My Vegan Journey

My Vegan Journey  By: Aisha Adams

It shouldn’t be hard to imagine me as a proud carnivore; fat – that is, fifty pounds heavier than I am now – and addicted to sugar, caffeine, and many other toxic chemicals normally found in everyday foods. I am probably not as ashamed as I should be about my past dietary choices, my state of mind, or physical condition. Raf, now my husband, was just a friend when I first started this journey. He introduced me to the vegan lifestyle.

At the time, I was also seeking to manage my son’s diabetes better. Raf would come by my house and read the labels of the foods he saw me packing for Doriyan’s lunch. Even when things were sugar-free, he would still point out toxic chemicals on the label. Later in the day, he would Facebook me articles about the different chemicals he had seen me give to my son. I quickly discovered that meat wasn’t even the worse thing on our plates. Needless to say, I began a journey of research and discovery that led to me making some abrupt and monumental changes in my life. I realized that if I wanted to impact my son, I had to model the behavior.

* _MATERIAL PROVIDED_
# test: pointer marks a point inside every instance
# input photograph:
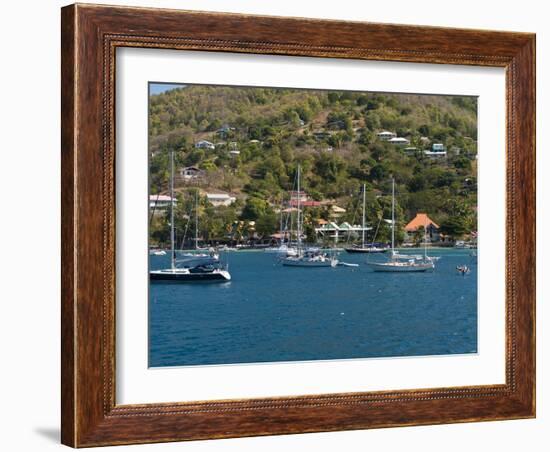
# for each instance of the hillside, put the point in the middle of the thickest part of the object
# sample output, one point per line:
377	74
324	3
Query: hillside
258	136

* _ACTIVITIES_
#1 Translate this sentence from the vegan journey essay into Spanish: "I realized that if I wanted to impact my son, I had to model the behavior."
#2 According to the vegan journey essay, how much heavier was the writer as a carnivore than now?
#3 From the vegan journey essay, quote the stretch from "It shouldn’t be" through "the vegan lifestyle.".

* _YOUR RESPONSES_
#1 Me di cuenta de que, si quería influir en mi hijo, tenía que dar el ejemplo con mi propia conducta.

#2 Fifty pounds heavier.

#3
It shouldn’t be hard to imagine me as a proud carnivore; fat – that is, fifty pounds heavier than I am now – and addicted to sugar, caffeine, and many other toxic chemicals normally found in everyday foods. I am probably not as ashamed as I should be about my past dietary choices, my state of mind, or physical condition. Raf, now my husband, was just a friend when I first started this journey. He introduced me to the vegan lifestyle.